> _Data lines_
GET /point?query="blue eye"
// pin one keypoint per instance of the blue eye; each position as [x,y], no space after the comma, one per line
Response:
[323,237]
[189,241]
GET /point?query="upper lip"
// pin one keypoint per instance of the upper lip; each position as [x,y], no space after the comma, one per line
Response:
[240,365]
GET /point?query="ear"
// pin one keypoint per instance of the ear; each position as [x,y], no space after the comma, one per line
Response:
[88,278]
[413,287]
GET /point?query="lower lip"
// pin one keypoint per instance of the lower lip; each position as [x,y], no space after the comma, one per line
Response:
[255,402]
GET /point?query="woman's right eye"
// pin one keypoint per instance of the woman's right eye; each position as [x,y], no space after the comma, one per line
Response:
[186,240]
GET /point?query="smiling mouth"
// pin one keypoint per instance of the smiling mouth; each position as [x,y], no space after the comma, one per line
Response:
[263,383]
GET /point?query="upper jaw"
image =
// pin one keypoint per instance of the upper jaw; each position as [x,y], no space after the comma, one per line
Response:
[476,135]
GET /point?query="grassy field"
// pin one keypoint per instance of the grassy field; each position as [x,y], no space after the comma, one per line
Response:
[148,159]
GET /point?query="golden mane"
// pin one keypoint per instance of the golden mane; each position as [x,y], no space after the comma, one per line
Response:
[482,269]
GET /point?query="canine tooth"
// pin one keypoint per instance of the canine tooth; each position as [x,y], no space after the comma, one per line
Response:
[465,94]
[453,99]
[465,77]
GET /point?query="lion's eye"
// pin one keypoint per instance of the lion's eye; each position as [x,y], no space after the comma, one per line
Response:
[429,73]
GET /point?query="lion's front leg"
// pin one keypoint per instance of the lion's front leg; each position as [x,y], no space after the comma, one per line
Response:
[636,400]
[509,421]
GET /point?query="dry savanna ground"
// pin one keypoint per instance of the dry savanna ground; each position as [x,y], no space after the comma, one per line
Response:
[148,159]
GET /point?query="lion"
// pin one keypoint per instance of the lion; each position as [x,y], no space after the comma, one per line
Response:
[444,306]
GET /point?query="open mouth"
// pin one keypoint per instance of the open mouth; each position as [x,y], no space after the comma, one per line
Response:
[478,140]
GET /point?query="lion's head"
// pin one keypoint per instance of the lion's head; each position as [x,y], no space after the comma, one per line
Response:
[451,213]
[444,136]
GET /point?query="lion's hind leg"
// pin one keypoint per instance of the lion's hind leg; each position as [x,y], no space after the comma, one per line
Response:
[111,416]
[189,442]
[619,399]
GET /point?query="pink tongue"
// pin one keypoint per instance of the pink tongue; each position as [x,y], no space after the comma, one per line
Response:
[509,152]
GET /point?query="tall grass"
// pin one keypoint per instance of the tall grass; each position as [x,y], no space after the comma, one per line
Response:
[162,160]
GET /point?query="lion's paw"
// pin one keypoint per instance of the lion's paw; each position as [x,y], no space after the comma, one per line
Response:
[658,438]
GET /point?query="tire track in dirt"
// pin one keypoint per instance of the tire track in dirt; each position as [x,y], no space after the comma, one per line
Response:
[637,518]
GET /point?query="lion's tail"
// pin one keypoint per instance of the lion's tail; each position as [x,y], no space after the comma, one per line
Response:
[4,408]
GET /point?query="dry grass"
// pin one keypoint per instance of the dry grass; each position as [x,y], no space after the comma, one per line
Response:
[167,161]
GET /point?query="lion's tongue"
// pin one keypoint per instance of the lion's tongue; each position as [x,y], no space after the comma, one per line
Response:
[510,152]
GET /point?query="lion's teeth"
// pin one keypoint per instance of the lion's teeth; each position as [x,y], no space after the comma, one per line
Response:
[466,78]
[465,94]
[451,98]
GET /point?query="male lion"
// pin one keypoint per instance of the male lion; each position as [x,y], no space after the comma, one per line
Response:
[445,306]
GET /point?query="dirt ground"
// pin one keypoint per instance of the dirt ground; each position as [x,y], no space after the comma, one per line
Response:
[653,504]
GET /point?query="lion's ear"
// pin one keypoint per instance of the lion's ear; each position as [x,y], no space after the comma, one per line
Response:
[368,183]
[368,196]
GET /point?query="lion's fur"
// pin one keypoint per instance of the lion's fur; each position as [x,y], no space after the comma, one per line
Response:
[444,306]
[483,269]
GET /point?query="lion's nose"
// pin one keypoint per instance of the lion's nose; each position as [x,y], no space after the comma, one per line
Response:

> _Challenge_
Transcribe each record exactly. Leave nothing out.

> _Exercise answer_
GET /point?query="blue eye"
// pin one keypoint per instance of the blue eye; each position as [x,y], no space after the comma, one per line
Response:
[323,237]
[189,241]
GET /point?query="upper lip"
// pin one keypoint per instance of the upper lip; each position as [x,y], no space after the comma, one per line
Response:
[240,365]
GET /point?query="ear"
// pin one keypoint per instance of the ear; each position as [x,y], no space after the comma, one per line
Response:
[88,278]
[413,287]
GET /point?query="lower lip"
// pin one keypoint per instance of the lower lip; each position as [x,y], no space after the comma, one per line
Response:
[255,402]
GET /point?query="woman's right eye"
// pin one keypoint per instance of the woman's right eye; each position as [x,y], no space after the comma, one per line
Response:
[186,240]
GET /point?query="smiling mouth"
// pin one keypoint per instance of the smiling mouth; each position as [x,y], no space after the comma, one per line
Response:
[263,383]
GET /point?query="upper jaw"
image =
// pin one keypoint per instance of the upper jaw; each position as [x,y], no space after the comma, one per line
Response:
[476,135]
GET /point?query="grassy field"
// pin one keypoint per instance of the grassy field; each position as [x,y], no space after the comma, one per line
Response:
[148,159]
GET /point?query="golden mane"
// pin one keypoint per instance of the golden mane; each position as [x,y], no space after the comma, one per line
Response:
[482,269]
GET /point?query="canine tooth"
// pin one keypoint per instance of the canine tooth; each position as [x,y], no space after the comma, one per line
Response:
[465,94]
[453,99]
[465,77]
GET /point?query="lion's eye"
// pin one keypoint per instance of the lion's eye; each position as [x,y], no space after the comma, one per line
Response:
[429,73]
GET /point?query="lion's front leg"
// pin one keypoint per instance of the lion's front leg; each position as [x,y], no space after the comma, one per line
Response:
[636,400]
[509,421]
GET /point?query="dry savanna ground"
// pin one keypoint per instance of the dry savanna ground; each position as [x,y], no space after the comma, one per line
Response:
[148,159]
GET /point?query="lion"
// pin one keypoint per instance of the lion; each position as [x,y], no space after the comma, one per line
Response:
[444,306]
GET /point?query="open mouth"
// pin one keypoint per instance of the open mouth; each position as [x,y], no space after the comma, one per line
Response:
[478,140]
GET /point?query="lion's head"
// pin one keypoint per instance of the lion's head; each position as [x,y], no space after the comma, one per line
Response:
[451,213]
[444,136]
GET /point?query="lion's hind leg"
// pin one keypoint per instance of the lion's hind leg; each position as [x,y], no space after the comma, one per line
Response:
[111,416]
[189,442]
[619,399]
GET /point?query="pink tongue"
// pin one keypoint per instance of the pink tongue; each position as [x,y], no space after the comma, one per line
Response:
[509,152]
GET /point?query="tall grass"
// pin one keypoint per instance of the tall grass; each position as [x,y], no space after the comma, one per line
Response:
[162,160]
GET /point?query="lion's paw"
// pin one keypoint per instance of the lion's paw; each position as [x,y], no space after the comma, one per line
Response:
[658,438]
GET /point?query="tire track in dirt"
// pin one keypoint per instance of the tire track in dirt; each position as [x,y], no space after the comma, one per line
Response:
[637,518]
GET /point?query="lion's tail"
// pin one keypoint per instance of the lion's tail; each position as [x,y], no space after the comma, one per line
Response:
[4,408]
GET /point?query="dry grass"
// pin one keypoint per instance of the dry grass; each position as [x,y], no space after the comma, one per line
Response:
[167,161]
GET /point?query="lion's tongue"
// pin one keypoint per instance of the lion's tongue; each position as [x,y], no space after the comma, one per line
Response:
[510,152]
GET /point?query="lion's teeth"
// pin one keypoint per instance of the lion's teeth; each position as [x,y], no space after the comma, one per line
Response:
[466,78]
[465,94]
[451,98]
GET /point?query="male lion"
// pin one keypoint per instance of the male lion; each position as [x,y], no space after the comma, one per line
Response:
[445,306]
GET /point?query="dirt ground"
// pin one keypoint per instance of the dirt ground; each position as [x,y], no space after the comma, one per line
Response:
[653,504]
GET /point?query="lion's ear"
// pin one keypoint per instance of the lion's ear; each position as [x,y], no space after the comma, one per line
Response:
[368,183]
[368,196]
GET /point?query="lion's fur"
// pin one keypoint per instance of the lion's fur; each position as [x,y], no space after the comma, one per line
Response:
[444,306]
[483,269]
GET /point?query="lion's nose"
// pin one keypoint per instance of the lion's nose; each position as [x,y], no space after the comma, one per line
Response:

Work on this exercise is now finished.